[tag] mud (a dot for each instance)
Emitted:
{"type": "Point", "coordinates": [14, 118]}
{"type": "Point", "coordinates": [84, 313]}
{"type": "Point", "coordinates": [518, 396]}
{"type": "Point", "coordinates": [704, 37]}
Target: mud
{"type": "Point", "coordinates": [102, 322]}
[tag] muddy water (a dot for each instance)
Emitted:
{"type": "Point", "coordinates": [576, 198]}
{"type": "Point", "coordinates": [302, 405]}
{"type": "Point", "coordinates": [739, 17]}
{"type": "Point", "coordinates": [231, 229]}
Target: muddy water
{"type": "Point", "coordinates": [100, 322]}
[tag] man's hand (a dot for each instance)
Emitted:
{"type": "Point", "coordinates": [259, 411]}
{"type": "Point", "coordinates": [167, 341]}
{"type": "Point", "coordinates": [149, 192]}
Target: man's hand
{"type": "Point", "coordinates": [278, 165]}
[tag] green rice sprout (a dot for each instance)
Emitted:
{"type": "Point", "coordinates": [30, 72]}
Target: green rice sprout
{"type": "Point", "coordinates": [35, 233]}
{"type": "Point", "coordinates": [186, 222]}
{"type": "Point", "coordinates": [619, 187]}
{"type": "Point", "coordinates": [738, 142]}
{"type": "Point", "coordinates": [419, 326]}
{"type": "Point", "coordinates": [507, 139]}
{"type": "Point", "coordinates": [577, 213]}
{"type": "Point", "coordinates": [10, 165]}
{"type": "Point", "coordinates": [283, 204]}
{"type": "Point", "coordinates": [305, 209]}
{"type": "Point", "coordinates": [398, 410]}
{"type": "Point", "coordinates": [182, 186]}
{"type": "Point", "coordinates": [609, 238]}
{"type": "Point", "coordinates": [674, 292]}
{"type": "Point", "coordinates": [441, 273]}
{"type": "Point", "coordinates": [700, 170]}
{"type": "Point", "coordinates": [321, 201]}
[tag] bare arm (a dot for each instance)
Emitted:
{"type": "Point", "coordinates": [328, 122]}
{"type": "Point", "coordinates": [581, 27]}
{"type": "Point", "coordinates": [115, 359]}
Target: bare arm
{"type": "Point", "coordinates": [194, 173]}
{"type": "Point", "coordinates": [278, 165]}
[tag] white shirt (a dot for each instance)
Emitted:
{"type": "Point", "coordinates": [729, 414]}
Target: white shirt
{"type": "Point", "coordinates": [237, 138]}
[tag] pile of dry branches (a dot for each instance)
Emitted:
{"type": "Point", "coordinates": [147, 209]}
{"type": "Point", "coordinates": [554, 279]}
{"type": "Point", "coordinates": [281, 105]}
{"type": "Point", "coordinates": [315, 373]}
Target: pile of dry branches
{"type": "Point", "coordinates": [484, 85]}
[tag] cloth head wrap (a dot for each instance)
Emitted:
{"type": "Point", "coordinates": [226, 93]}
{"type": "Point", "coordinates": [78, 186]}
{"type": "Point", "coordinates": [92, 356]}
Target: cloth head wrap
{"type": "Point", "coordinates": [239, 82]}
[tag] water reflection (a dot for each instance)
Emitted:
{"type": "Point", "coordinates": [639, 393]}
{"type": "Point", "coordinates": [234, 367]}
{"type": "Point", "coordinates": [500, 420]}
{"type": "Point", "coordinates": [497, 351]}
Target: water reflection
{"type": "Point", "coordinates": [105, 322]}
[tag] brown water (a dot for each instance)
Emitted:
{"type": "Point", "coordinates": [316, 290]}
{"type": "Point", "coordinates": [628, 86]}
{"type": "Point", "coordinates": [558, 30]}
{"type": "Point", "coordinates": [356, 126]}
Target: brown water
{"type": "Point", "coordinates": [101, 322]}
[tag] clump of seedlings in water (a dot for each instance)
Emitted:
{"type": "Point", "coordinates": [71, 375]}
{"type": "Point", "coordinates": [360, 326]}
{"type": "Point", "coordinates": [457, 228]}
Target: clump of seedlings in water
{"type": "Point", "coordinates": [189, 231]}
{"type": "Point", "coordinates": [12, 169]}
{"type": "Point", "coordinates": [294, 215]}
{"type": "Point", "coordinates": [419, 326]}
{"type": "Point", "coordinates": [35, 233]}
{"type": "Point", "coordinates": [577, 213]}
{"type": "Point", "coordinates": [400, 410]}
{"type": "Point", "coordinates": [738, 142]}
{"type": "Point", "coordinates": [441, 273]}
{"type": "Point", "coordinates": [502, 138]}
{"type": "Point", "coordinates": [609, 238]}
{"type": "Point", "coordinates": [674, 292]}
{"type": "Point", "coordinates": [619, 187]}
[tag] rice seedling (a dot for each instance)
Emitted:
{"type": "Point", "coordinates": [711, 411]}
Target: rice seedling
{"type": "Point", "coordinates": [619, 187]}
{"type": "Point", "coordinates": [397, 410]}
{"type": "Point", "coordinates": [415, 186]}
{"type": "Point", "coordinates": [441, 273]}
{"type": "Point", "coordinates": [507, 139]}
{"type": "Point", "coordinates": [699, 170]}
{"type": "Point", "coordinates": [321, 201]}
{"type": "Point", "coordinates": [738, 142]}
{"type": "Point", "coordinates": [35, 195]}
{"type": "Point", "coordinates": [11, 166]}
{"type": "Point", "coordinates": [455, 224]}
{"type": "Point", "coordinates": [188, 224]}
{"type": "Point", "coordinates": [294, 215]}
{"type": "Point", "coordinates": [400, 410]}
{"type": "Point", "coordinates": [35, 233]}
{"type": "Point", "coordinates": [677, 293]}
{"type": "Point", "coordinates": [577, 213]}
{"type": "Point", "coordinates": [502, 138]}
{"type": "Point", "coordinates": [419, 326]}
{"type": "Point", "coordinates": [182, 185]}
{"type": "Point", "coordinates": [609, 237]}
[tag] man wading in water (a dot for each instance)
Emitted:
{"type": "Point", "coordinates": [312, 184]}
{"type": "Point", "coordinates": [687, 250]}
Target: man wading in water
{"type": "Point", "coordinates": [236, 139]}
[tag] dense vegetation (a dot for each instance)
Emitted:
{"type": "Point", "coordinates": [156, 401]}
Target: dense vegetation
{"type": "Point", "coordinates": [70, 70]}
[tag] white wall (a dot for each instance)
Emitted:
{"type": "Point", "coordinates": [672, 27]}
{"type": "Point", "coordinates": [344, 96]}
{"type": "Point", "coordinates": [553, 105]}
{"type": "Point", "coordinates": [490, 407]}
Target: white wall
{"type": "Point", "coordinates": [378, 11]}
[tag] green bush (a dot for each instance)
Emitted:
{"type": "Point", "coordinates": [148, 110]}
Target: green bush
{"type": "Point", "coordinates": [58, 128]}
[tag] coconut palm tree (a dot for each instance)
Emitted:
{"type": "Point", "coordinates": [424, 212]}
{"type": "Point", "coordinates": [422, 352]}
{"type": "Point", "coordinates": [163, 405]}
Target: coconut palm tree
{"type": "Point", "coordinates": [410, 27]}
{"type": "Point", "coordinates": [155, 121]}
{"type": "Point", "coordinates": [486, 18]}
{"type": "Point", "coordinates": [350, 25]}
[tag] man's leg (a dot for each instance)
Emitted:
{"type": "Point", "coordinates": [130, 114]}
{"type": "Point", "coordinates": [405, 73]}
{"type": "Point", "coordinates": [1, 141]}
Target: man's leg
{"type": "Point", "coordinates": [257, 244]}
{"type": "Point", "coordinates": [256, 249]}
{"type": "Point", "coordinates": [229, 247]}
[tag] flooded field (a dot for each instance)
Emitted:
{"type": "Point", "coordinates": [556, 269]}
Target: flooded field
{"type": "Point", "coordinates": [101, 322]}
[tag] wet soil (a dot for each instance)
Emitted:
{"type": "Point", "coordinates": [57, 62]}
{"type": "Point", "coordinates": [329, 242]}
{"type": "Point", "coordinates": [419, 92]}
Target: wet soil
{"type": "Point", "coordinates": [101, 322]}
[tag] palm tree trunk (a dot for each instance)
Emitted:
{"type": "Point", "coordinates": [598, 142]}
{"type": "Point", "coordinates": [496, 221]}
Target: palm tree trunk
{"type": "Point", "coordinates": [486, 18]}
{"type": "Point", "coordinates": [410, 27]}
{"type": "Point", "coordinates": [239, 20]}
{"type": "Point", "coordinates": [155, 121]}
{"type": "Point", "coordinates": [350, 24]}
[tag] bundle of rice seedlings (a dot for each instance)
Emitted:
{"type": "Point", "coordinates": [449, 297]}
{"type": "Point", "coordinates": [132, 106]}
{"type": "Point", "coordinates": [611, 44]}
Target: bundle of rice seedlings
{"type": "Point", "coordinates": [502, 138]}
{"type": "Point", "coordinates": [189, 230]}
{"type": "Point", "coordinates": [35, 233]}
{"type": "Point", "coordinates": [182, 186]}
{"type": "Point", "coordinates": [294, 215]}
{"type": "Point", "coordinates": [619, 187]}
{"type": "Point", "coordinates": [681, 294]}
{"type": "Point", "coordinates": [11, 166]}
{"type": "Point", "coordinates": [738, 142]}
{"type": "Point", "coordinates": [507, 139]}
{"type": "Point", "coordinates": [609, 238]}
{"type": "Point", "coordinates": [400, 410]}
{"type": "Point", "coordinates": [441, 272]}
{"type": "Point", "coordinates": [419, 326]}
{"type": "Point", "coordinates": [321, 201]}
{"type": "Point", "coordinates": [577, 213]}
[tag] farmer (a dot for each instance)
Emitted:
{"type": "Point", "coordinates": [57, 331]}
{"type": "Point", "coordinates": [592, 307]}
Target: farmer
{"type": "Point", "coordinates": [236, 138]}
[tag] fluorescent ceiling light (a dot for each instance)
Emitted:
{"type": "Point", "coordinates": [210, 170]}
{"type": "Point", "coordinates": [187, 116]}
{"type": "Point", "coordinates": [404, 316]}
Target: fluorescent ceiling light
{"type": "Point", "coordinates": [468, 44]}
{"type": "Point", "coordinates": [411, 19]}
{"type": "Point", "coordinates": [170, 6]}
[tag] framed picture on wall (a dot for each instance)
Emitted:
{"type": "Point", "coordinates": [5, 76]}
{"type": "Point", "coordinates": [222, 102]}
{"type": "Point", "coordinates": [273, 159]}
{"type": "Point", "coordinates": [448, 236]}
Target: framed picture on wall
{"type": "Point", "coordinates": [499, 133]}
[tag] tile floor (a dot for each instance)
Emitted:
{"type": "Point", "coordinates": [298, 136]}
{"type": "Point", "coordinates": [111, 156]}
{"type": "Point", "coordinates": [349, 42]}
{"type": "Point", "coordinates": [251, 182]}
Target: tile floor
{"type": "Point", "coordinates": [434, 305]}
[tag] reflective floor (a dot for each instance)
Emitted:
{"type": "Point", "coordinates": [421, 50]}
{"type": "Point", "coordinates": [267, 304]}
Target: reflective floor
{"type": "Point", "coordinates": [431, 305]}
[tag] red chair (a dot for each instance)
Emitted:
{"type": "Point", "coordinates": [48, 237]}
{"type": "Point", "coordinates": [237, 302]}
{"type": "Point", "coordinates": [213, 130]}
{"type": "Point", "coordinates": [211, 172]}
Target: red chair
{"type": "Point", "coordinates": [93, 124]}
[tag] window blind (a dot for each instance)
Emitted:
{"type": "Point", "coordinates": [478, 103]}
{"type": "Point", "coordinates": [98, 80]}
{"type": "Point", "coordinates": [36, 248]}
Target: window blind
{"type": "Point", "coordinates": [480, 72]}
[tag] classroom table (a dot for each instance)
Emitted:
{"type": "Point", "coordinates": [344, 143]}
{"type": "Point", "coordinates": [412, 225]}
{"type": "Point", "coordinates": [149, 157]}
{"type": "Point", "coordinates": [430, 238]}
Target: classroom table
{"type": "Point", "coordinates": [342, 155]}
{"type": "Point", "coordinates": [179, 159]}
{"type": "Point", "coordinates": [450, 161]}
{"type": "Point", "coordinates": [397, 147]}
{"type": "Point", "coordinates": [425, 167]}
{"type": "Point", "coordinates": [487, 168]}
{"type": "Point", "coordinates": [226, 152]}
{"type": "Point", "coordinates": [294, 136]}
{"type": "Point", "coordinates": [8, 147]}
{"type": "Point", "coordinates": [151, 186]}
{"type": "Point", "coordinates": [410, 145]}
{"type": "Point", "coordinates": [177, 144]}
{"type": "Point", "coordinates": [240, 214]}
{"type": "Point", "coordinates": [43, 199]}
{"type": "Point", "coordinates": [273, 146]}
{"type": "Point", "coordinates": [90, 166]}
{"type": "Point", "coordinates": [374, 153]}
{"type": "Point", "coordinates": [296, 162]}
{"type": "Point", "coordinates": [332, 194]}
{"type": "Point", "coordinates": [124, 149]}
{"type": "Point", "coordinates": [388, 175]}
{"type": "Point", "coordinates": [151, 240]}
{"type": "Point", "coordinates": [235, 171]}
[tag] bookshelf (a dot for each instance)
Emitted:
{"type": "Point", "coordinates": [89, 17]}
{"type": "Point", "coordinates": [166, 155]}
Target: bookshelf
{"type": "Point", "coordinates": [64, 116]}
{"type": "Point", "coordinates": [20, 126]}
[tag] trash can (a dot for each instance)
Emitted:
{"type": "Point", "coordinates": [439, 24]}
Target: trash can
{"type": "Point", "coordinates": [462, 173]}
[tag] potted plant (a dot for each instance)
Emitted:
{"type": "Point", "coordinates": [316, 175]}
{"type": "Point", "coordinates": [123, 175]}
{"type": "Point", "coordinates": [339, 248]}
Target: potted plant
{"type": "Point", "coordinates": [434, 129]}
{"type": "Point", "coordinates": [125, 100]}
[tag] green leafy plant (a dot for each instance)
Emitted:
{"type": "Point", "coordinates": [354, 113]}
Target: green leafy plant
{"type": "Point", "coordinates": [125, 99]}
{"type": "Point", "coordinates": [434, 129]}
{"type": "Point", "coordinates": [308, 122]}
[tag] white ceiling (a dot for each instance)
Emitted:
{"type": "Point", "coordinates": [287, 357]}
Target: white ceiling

* To do:
The required output is every line from the one that holds "Target: green leafy plant" through the last line of the listing above, retyped exactly and with nothing else.

* Result of this task:
Target: green leafy plant
{"type": "Point", "coordinates": [125, 99]}
{"type": "Point", "coordinates": [434, 129]}
{"type": "Point", "coordinates": [308, 122]}
[tag] white ceiling (a dot for each instance)
Emitted:
{"type": "Point", "coordinates": [287, 357]}
Target: white ceiling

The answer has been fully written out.